**What you need to do**
Format the items below, from the line containing "In this exercise you will point out the brown" through the line containing "[(168, 379), (567, 206)]", as a Markdown table with the columns Row and Line. Number each row and leave out blank lines.

**Provided material**

##########

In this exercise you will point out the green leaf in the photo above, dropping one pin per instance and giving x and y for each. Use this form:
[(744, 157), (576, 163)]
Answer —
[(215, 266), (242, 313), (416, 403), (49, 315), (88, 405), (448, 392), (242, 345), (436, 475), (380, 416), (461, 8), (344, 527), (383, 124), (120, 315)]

##########

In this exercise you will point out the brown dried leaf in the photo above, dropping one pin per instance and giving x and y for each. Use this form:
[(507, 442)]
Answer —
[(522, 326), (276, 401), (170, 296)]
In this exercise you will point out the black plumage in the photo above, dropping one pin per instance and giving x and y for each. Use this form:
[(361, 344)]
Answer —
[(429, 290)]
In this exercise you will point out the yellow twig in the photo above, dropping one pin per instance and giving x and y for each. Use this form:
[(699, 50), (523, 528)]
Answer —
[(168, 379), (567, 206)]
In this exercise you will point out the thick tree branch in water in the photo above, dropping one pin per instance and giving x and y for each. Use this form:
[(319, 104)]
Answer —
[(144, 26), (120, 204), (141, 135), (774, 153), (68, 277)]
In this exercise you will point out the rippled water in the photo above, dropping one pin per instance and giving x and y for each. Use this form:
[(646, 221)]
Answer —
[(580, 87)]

##########

**Reply to the task**
| Row | Line |
|---|---|
| 1 | In this exercise you will point out the brown dried leaf in the photo above, dropping one pin per instance and giving x and y for each. Use this form: |
| 2 | [(507, 442)] |
| 3 | Answer — |
| 4 | [(522, 326), (276, 401), (170, 296)] |
| 5 | In this exercise you will point out the black plumage in the photo above, dropping one pin per instance and giving x and y for each. Use this form: |
| 6 | [(361, 344)] |
| 7 | Answer — |
| 8 | [(429, 290)] |
| 9 | In this exercise you will point out the yellow twig in the photo above, dropping one pin per instance and giving x and y for each. Use this form: |
| 10 | [(699, 50), (523, 528)] |
| 11 | Answer — |
| 12 | [(168, 379), (567, 206)] |